> **INSTRUCTIONS FOR THE TASK**: Before copying, set the pictures aside; then repeat every line below verbatim.

> **Stored data entries**:
____________
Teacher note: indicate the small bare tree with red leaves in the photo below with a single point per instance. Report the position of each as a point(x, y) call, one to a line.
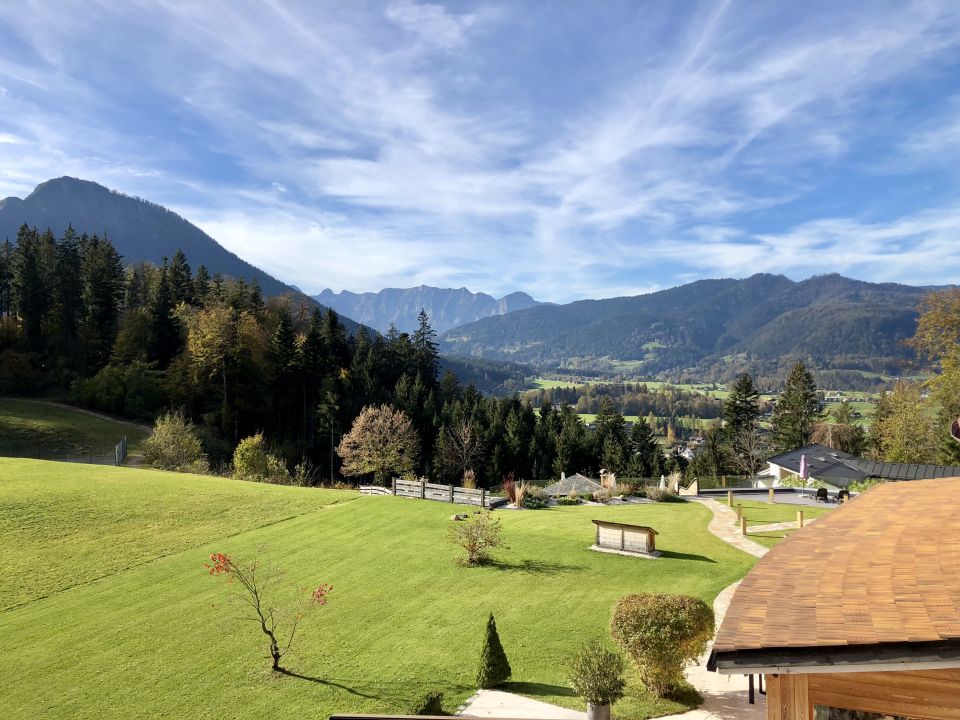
point(278, 623)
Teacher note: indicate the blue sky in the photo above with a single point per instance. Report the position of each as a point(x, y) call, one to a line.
point(569, 149)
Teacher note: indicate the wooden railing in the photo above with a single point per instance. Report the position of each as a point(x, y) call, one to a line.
point(433, 491)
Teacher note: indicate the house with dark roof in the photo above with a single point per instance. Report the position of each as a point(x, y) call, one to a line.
point(837, 469)
point(856, 616)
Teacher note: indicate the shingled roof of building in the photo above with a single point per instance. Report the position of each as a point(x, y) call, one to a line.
point(840, 468)
point(876, 581)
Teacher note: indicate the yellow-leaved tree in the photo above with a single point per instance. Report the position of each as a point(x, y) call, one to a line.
point(381, 442)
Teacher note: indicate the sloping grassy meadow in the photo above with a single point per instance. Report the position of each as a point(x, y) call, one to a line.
point(32, 428)
point(109, 612)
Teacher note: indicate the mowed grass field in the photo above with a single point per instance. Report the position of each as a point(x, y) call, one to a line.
point(107, 610)
point(33, 428)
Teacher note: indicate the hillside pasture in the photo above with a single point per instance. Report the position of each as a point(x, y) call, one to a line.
point(35, 428)
point(113, 614)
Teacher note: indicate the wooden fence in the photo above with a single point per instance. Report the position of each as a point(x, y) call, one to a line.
point(120, 451)
point(440, 493)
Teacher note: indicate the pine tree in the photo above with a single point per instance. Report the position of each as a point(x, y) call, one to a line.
point(103, 291)
point(256, 298)
point(426, 354)
point(6, 278)
point(69, 294)
point(494, 667)
point(798, 407)
point(32, 283)
point(201, 285)
point(646, 456)
point(164, 342)
point(282, 355)
point(181, 279)
point(742, 408)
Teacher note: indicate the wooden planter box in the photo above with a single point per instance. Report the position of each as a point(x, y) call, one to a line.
point(626, 539)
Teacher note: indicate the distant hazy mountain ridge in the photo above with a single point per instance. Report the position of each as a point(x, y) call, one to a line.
point(705, 324)
point(447, 307)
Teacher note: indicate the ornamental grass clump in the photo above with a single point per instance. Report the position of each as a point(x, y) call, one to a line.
point(662, 633)
point(494, 667)
point(596, 674)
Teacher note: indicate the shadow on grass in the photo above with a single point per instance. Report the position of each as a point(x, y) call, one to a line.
point(685, 556)
point(537, 689)
point(533, 567)
point(328, 683)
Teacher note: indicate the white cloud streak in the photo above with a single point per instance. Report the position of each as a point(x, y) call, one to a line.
point(376, 145)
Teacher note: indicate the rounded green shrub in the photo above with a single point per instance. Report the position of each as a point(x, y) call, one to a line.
point(662, 633)
point(252, 461)
point(596, 674)
point(174, 446)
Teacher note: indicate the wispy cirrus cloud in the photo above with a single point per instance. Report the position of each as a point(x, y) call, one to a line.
point(570, 151)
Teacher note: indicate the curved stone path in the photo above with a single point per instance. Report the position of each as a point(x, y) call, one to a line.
point(724, 696)
point(724, 526)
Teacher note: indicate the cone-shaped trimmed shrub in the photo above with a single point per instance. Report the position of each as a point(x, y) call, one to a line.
point(494, 667)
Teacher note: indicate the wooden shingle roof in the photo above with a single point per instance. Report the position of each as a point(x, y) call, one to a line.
point(883, 571)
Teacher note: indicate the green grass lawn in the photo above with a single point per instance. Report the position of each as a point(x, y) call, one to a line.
point(763, 513)
point(109, 612)
point(31, 428)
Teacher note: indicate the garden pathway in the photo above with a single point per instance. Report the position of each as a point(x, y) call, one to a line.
point(724, 696)
point(724, 525)
point(496, 703)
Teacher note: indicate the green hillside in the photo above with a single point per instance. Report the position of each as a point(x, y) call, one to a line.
point(112, 614)
point(34, 428)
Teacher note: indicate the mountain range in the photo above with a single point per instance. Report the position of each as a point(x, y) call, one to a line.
point(399, 307)
point(140, 230)
point(834, 321)
point(707, 327)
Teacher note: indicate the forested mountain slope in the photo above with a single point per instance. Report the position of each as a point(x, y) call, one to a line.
point(138, 229)
point(834, 320)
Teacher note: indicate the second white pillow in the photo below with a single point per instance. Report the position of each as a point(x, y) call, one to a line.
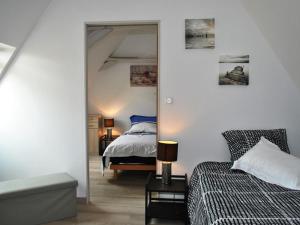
point(267, 162)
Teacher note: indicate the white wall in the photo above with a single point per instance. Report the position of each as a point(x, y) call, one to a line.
point(42, 100)
point(111, 95)
point(279, 23)
point(17, 18)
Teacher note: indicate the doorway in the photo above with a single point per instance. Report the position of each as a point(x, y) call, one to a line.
point(113, 52)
____________
> **WRITTEN SOLUTION**:
Teacher note: indicate the small bare tree with red leaves in the photo below with a single point per instance. Report the position of each as a point(x, y) call, one to a line.
point(278, 623)
Teacher note: indicate the blue sky in the photo above with a single point per instance. Report the position of each as a point(x, y) call, one to a line.
point(569, 149)
Teacher note: indicate the wooden railing in the photo above with a single point per instance. Report the position of each as a point(x, y) call, one to a line.
point(433, 491)
Teacher note: indicate the house with dark roof in the photo above with a single point per instance. Report the position of each as a point(x, y) call, one to a line.
point(837, 469)
point(856, 616)
Teacher note: indicate the shingled roof of building in the photo above with a single point per instance. Report the position of each as a point(x, y) call, one to a line.
point(840, 468)
point(876, 581)
Teacher note: indicate the yellow-leaved tree in the photo above with a single point per instance. Report the position of each as a point(x, y) call, one to a line.
point(381, 442)
Teacher note: indicate the sloping grassy meadow in the photo above with a single point per instance. Report the position of each as a point(x, y) call, one to a line.
point(32, 428)
point(109, 612)
Teacher note: indicate the mowed grass field in the photo above with a single point per instance. Report the position of each as a point(x, y) call, one to a line.
point(107, 610)
point(33, 428)
Teacher note: indicate the hillside pasture in the photo above with a single point per instance. Report the position of each as a point(x, y) call, one to a line.
point(35, 428)
point(113, 614)
Teacher note: indicate the wooden fence in the photo above with a single point per instance. Report the position of each as a point(x, y) call, one to a line.
point(120, 451)
point(440, 493)
Teacher note: indicate the pine tree in the photo above with a single point per instance. Report the position of each as a point(x, y) call, one to a line.
point(103, 291)
point(256, 298)
point(426, 354)
point(6, 278)
point(69, 294)
point(494, 667)
point(798, 407)
point(32, 283)
point(201, 285)
point(646, 456)
point(164, 342)
point(282, 355)
point(181, 279)
point(742, 408)
Teacher note: indicate the wooden planter box in the photo above with a single point per instance. Report the position of each as a point(x, y) call, one to a line.
point(626, 539)
Teacher note: indicate the distant hazy mountain ridge in the photo above with a single point per instance. Report the position of each as a point(x, y) call, one to a line.
point(705, 324)
point(447, 307)
Teacher note: indicate the ornamental grass clump in the photo above with a single point per instance. Report the position of each as a point(x, y) call, one to a line.
point(662, 633)
point(494, 667)
point(596, 674)
Teacher note: indicate the shadow on grass in the photo above with a single point per instance. Report the position of each as a point(x, y) call, one to a line.
point(685, 556)
point(537, 689)
point(533, 567)
point(328, 683)
Teacher note: indicate the white cloud streak in the photo above with a single point per instance. Report the position of each as a point(x, y) call, one to a line.
point(376, 145)
Teacher note: indicate the rounded green shrub in the photo above with a single point per instance. Report the position of each as a point(x, y) call, one to a line.
point(662, 633)
point(252, 461)
point(596, 674)
point(174, 446)
Teacher note: indicate the wispy cirrus cloud in the photo above with a single point per instance. Report the position of each as a point(x, y) call, one to a line.
point(570, 151)
Teacher note: indicate the curved stone path in the photo above with a single point per instance. Report the position of each as a point(x, y) call, one to a line.
point(724, 696)
point(724, 526)
Teacher note: indicate the cone-shaped trimmed shrub in the photo above with a single point per instance. Report the position of each as a point(x, y) call, one to a line.
point(494, 667)
Teacher note: indicate the wooden shingle roof in the photo above with a single point per instance. Report the position of each as a point(x, y) call, one to a line.
point(883, 571)
Teacher note: indicate the green grass lawn in the photo above with a single point per instance. Report the position of each as a point(x, y) call, one to a line.
point(763, 513)
point(109, 612)
point(31, 428)
Teacher note: indicate the garden pathway in the photo above with a single point per instance. Report the position of each as a point(x, y) call, one to a line.
point(724, 696)
point(724, 525)
point(496, 703)
Teacher note: indicate the green hillside in the photo above with a single point per instance. Report the position of each as a point(x, y) call, one to a line.
point(112, 614)
point(34, 428)
Teacher note: indicate the mountain range in the photo above with a single point per instance. Report the position of each as a point(x, y) call, one to a line.
point(399, 307)
point(140, 230)
point(834, 321)
point(707, 327)
Teacher note: indicate the forested mountain slope in the photo above with a single point per instance. Report the position of each as a point(x, y) call, one to a line.
point(138, 229)
point(834, 320)
Teacher note: indicate the second white pillow in the photo below with a single point per instance. Report the position of each as a point(x, y) call, one to a line.
point(267, 162)
Teacher note: indicate the white wall in the photo above with a single point per instance. Report the position of each as a point(x, y) call, one to a line.
point(42, 100)
point(111, 95)
point(279, 23)
point(17, 18)
Teacher note: indicate the doorway in the photo above with a single point per instance. Report the position of each as a point(x, y) call, one to a line.
point(113, 52)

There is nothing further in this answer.